• Provided records:
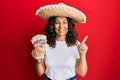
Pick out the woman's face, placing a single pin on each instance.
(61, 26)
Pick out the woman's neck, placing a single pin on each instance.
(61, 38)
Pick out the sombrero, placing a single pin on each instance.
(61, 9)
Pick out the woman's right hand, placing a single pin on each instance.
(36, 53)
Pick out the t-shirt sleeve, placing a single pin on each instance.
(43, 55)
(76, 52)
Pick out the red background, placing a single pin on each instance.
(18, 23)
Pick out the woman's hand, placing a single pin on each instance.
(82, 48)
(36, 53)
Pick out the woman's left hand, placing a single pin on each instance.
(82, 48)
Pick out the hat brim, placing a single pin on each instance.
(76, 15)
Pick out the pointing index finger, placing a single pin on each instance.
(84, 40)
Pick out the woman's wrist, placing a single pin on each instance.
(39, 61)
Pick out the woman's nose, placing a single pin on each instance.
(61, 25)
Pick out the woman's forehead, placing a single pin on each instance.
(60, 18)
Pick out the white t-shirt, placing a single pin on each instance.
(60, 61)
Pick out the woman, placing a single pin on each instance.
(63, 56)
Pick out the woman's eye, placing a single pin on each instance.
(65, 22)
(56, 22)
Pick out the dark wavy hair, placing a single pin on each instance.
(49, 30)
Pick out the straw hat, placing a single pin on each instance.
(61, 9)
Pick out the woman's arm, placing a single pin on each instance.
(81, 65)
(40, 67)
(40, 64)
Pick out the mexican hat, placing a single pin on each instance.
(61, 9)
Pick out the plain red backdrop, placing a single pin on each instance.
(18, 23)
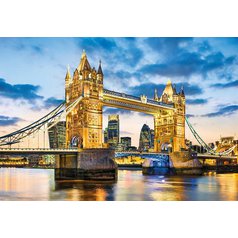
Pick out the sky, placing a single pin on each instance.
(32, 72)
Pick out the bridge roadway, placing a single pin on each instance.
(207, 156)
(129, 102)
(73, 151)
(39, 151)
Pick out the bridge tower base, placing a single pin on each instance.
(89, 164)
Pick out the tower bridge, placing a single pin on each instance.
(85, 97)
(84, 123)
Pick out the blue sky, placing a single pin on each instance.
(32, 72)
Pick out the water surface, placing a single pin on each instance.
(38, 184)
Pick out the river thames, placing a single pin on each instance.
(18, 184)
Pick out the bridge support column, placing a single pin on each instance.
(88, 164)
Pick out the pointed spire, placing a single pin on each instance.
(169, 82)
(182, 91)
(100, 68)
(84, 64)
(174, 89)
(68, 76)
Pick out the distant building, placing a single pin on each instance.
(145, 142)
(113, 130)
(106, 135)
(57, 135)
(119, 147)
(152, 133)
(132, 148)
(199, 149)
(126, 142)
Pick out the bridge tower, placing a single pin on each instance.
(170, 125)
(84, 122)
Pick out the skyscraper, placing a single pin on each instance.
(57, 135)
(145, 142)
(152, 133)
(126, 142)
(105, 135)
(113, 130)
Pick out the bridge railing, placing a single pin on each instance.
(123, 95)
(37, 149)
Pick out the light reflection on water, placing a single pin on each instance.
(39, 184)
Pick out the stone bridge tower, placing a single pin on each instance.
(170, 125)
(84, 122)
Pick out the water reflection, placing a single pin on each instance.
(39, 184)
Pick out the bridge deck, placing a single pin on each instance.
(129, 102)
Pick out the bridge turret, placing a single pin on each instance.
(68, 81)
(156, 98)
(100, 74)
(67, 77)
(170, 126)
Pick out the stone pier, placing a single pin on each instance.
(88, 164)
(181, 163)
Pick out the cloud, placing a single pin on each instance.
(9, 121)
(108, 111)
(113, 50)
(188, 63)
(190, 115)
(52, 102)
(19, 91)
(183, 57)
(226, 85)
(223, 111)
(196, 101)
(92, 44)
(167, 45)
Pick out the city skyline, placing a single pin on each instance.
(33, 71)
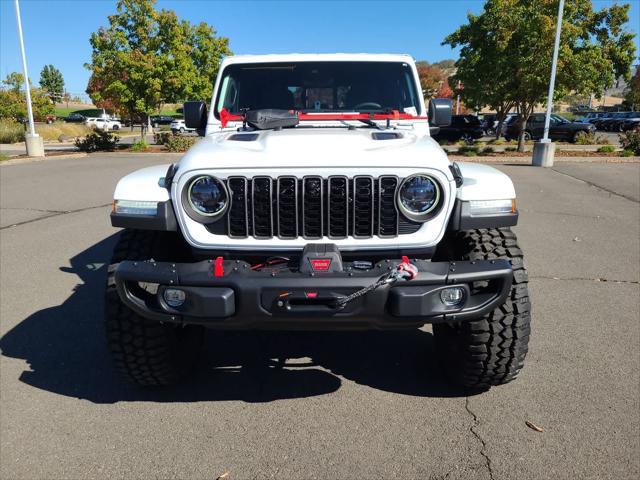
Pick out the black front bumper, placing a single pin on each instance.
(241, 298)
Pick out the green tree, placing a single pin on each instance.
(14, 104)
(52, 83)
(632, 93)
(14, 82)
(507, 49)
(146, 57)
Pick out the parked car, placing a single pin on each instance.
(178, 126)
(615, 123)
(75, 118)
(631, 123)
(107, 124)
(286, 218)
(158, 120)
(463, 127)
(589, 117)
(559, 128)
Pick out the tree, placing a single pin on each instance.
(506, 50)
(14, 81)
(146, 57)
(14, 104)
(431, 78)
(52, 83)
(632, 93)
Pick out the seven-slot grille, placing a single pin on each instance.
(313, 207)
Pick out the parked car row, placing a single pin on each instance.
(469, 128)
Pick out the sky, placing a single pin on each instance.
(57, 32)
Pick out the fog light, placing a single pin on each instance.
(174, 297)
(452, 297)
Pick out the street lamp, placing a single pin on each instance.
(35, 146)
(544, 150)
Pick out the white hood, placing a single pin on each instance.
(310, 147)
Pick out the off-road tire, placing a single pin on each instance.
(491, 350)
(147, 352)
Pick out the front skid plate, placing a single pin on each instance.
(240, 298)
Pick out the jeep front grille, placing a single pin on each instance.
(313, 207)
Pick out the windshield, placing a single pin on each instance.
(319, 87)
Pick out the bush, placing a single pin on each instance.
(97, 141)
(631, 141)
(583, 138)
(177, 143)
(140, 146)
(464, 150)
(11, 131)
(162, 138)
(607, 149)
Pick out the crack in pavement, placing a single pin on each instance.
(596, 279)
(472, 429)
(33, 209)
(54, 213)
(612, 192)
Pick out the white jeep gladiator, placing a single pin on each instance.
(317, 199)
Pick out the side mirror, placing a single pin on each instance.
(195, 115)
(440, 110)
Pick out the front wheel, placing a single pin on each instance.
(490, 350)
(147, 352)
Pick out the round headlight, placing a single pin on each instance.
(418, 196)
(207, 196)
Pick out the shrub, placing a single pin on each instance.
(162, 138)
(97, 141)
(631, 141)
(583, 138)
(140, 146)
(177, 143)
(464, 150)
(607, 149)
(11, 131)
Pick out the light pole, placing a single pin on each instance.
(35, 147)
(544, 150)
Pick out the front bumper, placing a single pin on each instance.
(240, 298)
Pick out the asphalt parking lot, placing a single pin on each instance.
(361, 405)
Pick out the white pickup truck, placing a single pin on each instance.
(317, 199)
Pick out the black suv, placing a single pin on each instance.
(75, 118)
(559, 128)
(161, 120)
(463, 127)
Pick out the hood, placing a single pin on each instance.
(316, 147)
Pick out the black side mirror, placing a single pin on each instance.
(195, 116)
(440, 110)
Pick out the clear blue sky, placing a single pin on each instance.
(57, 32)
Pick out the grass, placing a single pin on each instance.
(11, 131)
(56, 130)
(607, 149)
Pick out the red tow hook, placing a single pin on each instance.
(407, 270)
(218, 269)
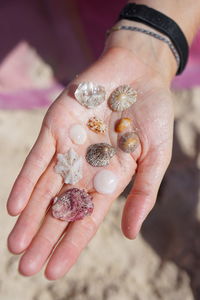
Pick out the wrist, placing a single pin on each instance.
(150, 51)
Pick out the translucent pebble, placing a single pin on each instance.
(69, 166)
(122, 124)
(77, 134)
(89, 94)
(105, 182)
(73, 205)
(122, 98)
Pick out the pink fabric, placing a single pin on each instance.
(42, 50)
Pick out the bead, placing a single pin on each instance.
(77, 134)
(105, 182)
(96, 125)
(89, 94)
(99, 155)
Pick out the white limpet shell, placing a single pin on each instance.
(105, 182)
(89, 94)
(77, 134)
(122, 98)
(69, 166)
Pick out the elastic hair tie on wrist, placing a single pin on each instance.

• Your assignment: With the pictures dropped, give every entry above again exactly.

• Result of this exercise:
Pick out the woman's face, placing a single pin on each instance.
(61, 26)
Pick out the woman's neck, placing a single pin on each instance.
(61, 38)
Pick out the sombrero, placing a single pin on each instance.
(61, 9)
Pick out the woman's right hand, placing a single pin on each instance.
(36, 53)
Pick out the t-shirt sleeve, placing a single pin on each instance.
(43, 55)
(76, 52)
Pick out the red background, placing a single pin on each instance.
(18, 23)
Pick out the woman's hand, placing a single pin on each instance.
(82, 48)
(36, 53)
Pick out the woman's left hand, placing a single pin on each instance.
(82, 48)
Pick out the hat brim, placing a single pin on each instance.
(76, 15)
Pick out the pointing index finger, placing a single pin on each instance.
(84, 40)
Pick out the woman's wrist, placing a single pin on each instance.
(39, 61)
Pick out the woman's nose, placing a single pin on each instance.
(61, 25)
Pick out the woman's forehead, placing a single pin on each instance.
(60, 18)
Pick out the white t-shirt, placing a single pin on each instance.
(60, 61)
Pick out the woman, placing a single pin on each instance.
(63, 56)
Pick out the woman's eye, placing a single pin on each instance.
(65, 22)
(56, 22)
Pick out the dark wavy hair, placing a single pin on each instance.
(49, 30)
Pick out the straw hat, placing a single pin on each instance.
(61, 9)
Pick out the woman's arm, placing a single pin on each instance.
(81, 65)
(40, 67)
(40, 64)
Pick out the mexican hat, placing a single pin on each instance.
(61, 9)
Pick out the plain red backdrop, placing a single pin on each instance.
(18, 23)
Pick out the sky, placing a single pin on each instance.
(32, 72)
Pick out the bridge roadway, placing a single pin on each instance.
(207, 156)
(129, 102)
(73, 151)
(39, 151)
Pick out the bridge tower base, placing a single pin on each instance.
(89, 164)
Pick out the tower bridge, placing a single pin on each instance.
(85, 97)
(84, 123)
Pick out the blue sky, placing a single pin on each instance.
(32, 72)
Pick out the water surface, placing a single pin on each instance.
(38, 184)
Pick out the river thames, placing a single pin on each instance.
(18, 184)
Pick out the bridge support column, placing a single pin on each instance.
(88, 164)
Pick out the pointed spire, placing a single pin on each instance.
(169, 82)
(182, 91)
(100, 68)
(84, 64)
(174, 89)
(68, 76)
Pick out the distant building, placing a single pin on each instance.
(145, 142)
(113, 130)
(106, 135)
(57, 135)
(119, 147)
(152, 133)
(132, 148)
(199, 149)
(126, 142)
Pick out the bridge tower, placing a single pin on each instance.
(170, 125)
(84, 122)
Pick out the skyscraper, placing a single pin on each instance.
(57, 135)
(145, 142)
(152, 133)
(126, 142)
(105, 135)
(113, 130)
Pick out the bridge railing, placing a single pin on each instance.
(123, 95)
(37, 149)
Pick out the light reflection on water, placing a single pin on each instance.
(39, 184)
Pick out the stone bridge tower, placing a single pin on each instance.
(170, 125)
(84, 122)
Pick out the water reflection, placing a single pin on each instance.
(39, 184)
Pick out the bridge deck, placing a single pin on each instance.
(129, 102)
Pick out the bridge turret, placing a single pin on each instance.
(68, 81)
(156, 98)
(100, 74)
(67, 77)
(170, 126)
Pick out the stone pier, placing a single pin on each instance.
(88, 164)
(181, 163)
Pick out the cloud, placing a single pin on each instance.
(9, 121)
(108, 111)
(113, 50)
(188, 63)
(190, 115)
(52, 102)
(19, 91)
(183, 57)
(226, 85)
(223, 111)
(196, 101)
(92, 44)
(167, 45)
Pick out the city skyline, placing a single pin on each instance.
(33, 71)
Pick out the black front bumper, placing a single pin on each instance.
(241, 298)
Pick out the green tree, placing a single pin on each instance.
(14, 104)
(52, 83)
(632, 93)
(14, 82)
(507, 49)
(146, 57)
Pick out the parked car, placing a single pin on each instance.
(178, 126)
(615, 123)
(75, 118)
(631, 123)
(107, 124)
(286, 218)
(158, 120)
(463, 127)
(589, 117)
(559, 128)
Pick out the tree, placing a single pin on each instance.
(506, 50)
(14, 81)
(146, 57)
(14, 104)
(431, 78)
(52, 83)
(632, 93)
Pick out the seven-slot grille, placing a single pin on each instance.
(313, 207)
Pick out the parked car row, placing a single pin on each instance.
(469, 128)
Pick out the sky, placing a single pin on each instance.
(57, 32)
Pick out the fog light, placing a single pin on each instance.
(174, 297)
(452, 297)
Pick out the street lamp, placing a single pin on each instance.
(35, 146)
(544, 150)
Pick out the white hood, placing a single pin on each instance.
(310, 147)
Pick out the off-road tire, placing a single pin on each instance.
(491, 350)
(147, 352)
Pick out the front skid plate, placing a single pin on each instance.
(240, 298)
Pick out the jeep front grille, placing a single pin on each instance.
(313, 207)
Pick out the windshield, placing a single pin on each instance.
(319, 87)
Pick out the bush, placing a single pin on each instance.
(97, 141)
(631, 141)
(583, 138)
(177, 143)
(140, 146)
(464, 150)
(11, 131)
(162, 138)
(607, 149)
Pick out the crack in pavement, placing a single pin on each instance.
(596, 279)
(472, 429)
(33, 209)
(54, 213)
(612, 192)
Pick out the white jeep gladiator, placing a single pin on each instance.
(317, 199)
Pick out the side mirror, placing a single pin on each instance.
(195, 115)
(440, 110)
Pick out the front wheel, placing a single pin on each instance.
(490, 350)
(147, 352)
Pick out the round headlight, placing a single pin on each instance.
(418, 196)
(207, 196)
Pick out the shrub, placing a single pin on each instance.
(162, 138)
(97, 141)
(631, 141)
(583, 138)
(140, 146)
(177, 143)
(464, 150)
(607, 149)
(11, 131)
Pick out the light pole, placing a single pin on each instance.
(35, 147)
(544, 150)
Pick out the front bumper, placing a single pin on each instance.
(240, 298)
Pick out the asphalt parking lot, placing a single pin on each instance.
(361, 405)
Pick out the white pickup truck, placing a single pin on each instance.
(317, 199)
Pick out the black suv, placing a single pin on each instance.
(75, 118)
(559, 128)
(161, 120)
(463, 127)
Pick out the hood, placing a single pin on each instance.
(316, 147)
Pick out the black side mirror, placing a single pin on each instance.
(195, 116)
(440, 110)
Pick out the clear blue sky, placing a single pin on each instance.
(57, 32)
Pick out the grass, placing a single pin on each instance.
(11, 131)
(56, 130)
(607, 149)
Pick out the red tow hook, placing a single pin on each instance.
(407, 270)
(218, 269)
Pick out the wrist, placing a single pin on each instance.
(150, 51)
Pick out the translucent pebble, placing a single pin on each instance.
(69, 166)
(122, 124)
(77, 134)
(89, 94)
(105, 182)
(73, 205)
(122, 98)
Pick out the pink fabric, placing a single pin on each instance.
(42, 50)
Pick out the bead, placing a single pin on each instance.
(77, 134)
(105, 182)
(96, 125)
(89, 94)
(99, 155)
Pick out the white limpet shell, placing a single pin on each instance.
(105, 182)
(89, 94)
(77, 134)
(122, 98)
(69, 166)
Pick out the elastic hair tie on wrist, placing a single pin on each instance.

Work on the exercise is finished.